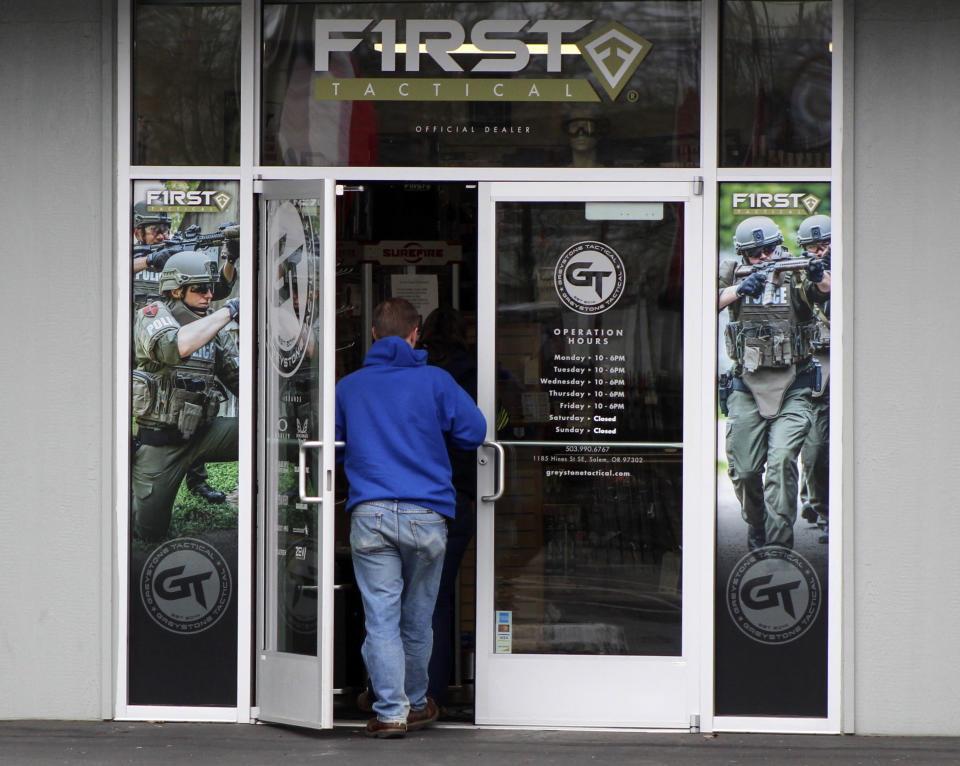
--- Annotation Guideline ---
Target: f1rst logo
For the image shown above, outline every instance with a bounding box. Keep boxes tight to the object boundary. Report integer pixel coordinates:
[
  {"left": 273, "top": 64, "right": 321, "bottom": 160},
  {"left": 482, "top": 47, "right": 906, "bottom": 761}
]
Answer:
######
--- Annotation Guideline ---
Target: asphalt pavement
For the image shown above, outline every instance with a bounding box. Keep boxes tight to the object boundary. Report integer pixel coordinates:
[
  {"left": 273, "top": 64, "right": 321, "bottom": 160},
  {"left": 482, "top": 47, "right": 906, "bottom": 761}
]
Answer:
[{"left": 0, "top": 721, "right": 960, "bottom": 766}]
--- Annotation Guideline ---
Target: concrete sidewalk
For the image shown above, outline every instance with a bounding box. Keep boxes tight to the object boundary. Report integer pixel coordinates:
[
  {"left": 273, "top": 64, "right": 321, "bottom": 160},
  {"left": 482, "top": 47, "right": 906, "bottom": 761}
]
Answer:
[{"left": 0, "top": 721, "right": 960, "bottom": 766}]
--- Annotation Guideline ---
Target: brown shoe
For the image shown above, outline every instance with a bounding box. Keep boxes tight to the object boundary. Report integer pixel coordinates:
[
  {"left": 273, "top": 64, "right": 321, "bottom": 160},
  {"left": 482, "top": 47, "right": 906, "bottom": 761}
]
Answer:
######
Цель задания:
Выпишите все строки выше, в которых встречается слово «Target».

Результат выполнения:
Target: f1rst logo
Target: asphalt pavement
Target: concrete sidewalk
Target: brown shoe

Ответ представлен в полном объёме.